Records supplied ->
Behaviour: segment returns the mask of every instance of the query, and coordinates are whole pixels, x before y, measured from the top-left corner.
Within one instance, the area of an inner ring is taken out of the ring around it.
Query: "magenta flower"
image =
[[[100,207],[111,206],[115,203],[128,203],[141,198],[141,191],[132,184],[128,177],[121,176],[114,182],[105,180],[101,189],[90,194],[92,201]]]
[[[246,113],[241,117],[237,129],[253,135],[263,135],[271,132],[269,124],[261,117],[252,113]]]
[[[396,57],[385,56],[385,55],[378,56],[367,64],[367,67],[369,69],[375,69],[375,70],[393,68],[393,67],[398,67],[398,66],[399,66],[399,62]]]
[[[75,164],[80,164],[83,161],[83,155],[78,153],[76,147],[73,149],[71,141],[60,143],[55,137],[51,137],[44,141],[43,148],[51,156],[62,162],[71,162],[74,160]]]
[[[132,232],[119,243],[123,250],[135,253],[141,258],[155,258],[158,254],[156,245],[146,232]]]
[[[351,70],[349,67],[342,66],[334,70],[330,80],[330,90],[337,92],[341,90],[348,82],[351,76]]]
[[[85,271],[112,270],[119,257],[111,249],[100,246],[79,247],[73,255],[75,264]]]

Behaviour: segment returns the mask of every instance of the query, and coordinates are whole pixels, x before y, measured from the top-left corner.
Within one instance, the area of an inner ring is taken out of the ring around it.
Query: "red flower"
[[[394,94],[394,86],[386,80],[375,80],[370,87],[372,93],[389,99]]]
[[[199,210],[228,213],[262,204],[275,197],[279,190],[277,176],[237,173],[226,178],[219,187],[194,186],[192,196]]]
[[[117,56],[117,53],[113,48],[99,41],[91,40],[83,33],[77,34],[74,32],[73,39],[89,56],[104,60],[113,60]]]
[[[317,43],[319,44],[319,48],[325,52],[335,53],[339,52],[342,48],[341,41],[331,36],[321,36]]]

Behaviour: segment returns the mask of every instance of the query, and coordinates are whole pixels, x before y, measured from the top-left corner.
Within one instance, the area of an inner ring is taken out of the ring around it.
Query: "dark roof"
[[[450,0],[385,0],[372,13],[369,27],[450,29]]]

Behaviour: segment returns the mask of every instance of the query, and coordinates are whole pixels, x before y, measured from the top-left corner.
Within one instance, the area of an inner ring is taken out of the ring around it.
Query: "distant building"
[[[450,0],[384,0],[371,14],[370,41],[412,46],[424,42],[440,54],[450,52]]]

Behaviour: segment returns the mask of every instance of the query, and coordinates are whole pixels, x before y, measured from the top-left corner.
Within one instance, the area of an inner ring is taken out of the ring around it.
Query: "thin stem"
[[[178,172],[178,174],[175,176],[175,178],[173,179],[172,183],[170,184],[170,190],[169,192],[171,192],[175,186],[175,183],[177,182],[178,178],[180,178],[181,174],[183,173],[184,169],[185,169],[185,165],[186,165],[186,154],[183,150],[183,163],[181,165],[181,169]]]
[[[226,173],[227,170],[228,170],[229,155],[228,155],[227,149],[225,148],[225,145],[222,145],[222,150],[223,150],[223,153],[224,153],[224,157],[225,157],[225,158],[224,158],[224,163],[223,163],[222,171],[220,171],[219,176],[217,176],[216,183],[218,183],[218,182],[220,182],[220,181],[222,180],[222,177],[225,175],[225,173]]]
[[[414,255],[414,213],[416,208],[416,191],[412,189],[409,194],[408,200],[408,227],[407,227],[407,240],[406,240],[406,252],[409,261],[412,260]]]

Activity ->
Reprint the entire listing exactly.

Reply to the task ->
Behaviour: segment returns the mask of every instance of the query, and coordinates are whole pixels, x before y, measured from the top-left corner.
Within one instance, the area of an inner ring is taken out of the ring around it.
Query: "magenta flower"
image =
[[[100,207],[111,206],[115,203],[128,203],[141,198],[141,191],[132,184],[128,177],[121,176],[114,182],[105,180],[101,189],[90,194],[92,201]]]
[[[246,113],[241,117],[237,129],[253,135],[263,135],[271,132],[269,124],[261,117],[252,113]]]
[[[396,57],[385,56],[385,55],[378,56],[367,64],[367,67],[369,69],[375,69],[375,70],[393,68],[393,67],[398,67],[398,66],[399,66],[399,62]]]
[[[75,164],[80,164],[83,161],[83,155],[78,153],[76,147],[73,149],[71,141],[60,143],[55,137],[51,137],[44,141],[43,148],[51,156],[62,162],[71,162],[74,160]]]
[[[132,232],[119,243],[123,250],[135,253],[141,258],[155,258],[158,254],[156,245],[146,232]]]
[[[351,70],[349,67],[342,66],[334,70],[330,80],[330,90],[337,92],[341,90],[348,82],[351,76]]]
[[[85,271],[112,270],[119,257],[111,249],[100,246],[79,247],[73,255],[75,264]]]

Behaviour: segment returns the mask of every instance of the query, and coordinates are whole pixels, x before y, measured from the top-left corner.
Within one instance, the area of an inner ring is taken out of the ring around it.
Query: "red flower"
[[[394,94],[394,86],[386,80],[375,80],[370,87],[372,93],[389,99]]]
[[[199,210],[228,213],[262,204],[275,197],[279,190],[277,176],[237,173],[226,178],[219,187],[194,186],[192,196]]]
[[[117,56],[117,53],[113,48],[99,41],[91,40],[83,33],[77,34],[74,32],[73,39],[89,56],[104,60],[113,60]]]
[[[317,43],[319,44],[319,48],[325,52],[335,53],[339,52],[342,48],[341,41],[331,36],[321,36]]]

Behaviour: segment returns the mask of every instance of the query, and coordinates are whole pixels, x before y, measured from the top-left corner.
Within one instance, the area of an inner ring is taken out of the ring around it.
Query: "dark roof"
[[[450,0],[385,0],[372,13],[369,27],[450,29]]]

Behaviour: segment returns the mask of every instance of the query, and coordinates are whole pixels, x before y, measured from the top-left corner.
Within one instance, the area of an inner ring is taken out of the ring around it.
Query: "distant building"
[[[450,0],[384,0],[371,14],[370,41],[412,46],[424,42],[440,54],[450,52]]]

Behaviour: segment returns the mask of every instance of the query, and coordinates are whole pixels, x before y, measured from the top-left corner.
Within one instance, the area of an inner ring is taken out of the ring around it.
Query: "thin stem"
[[[178,172],[178,174],[175,176],[175,178],[173,179],[172,183],[170,184],[170,190],[169,192],[171,192],[175,186],[175,183],[177,182],[178,178],[180,178],[181,174],[183,173],[184,169],[185,169],[185,165],[186,165],[186,154],[183,150],[183,163],[181,165],[181,169]]]
[[[226,173],[227,170],[228,170],[229,155],[228,155],[227,149],[225,148],[225,145],[222,145],[222,150],[223,150],[223,153],[224,153],[224,157],[225,157],[225,158],[224,158],[224,163],[223,163],[222,171],[220,171],[219,176],[217,176],[216,183],[218,183],[218,182],[220,182],[220,181],[222,180],[222,177],[225,175],[225,173]]]
[[[414,255],[414,213],[416,208],[416,191],[412,189],[409,194],[408,200],[408,227],[407,227],[407,240],[406,240],[406,252],[409,261],[412,260]]]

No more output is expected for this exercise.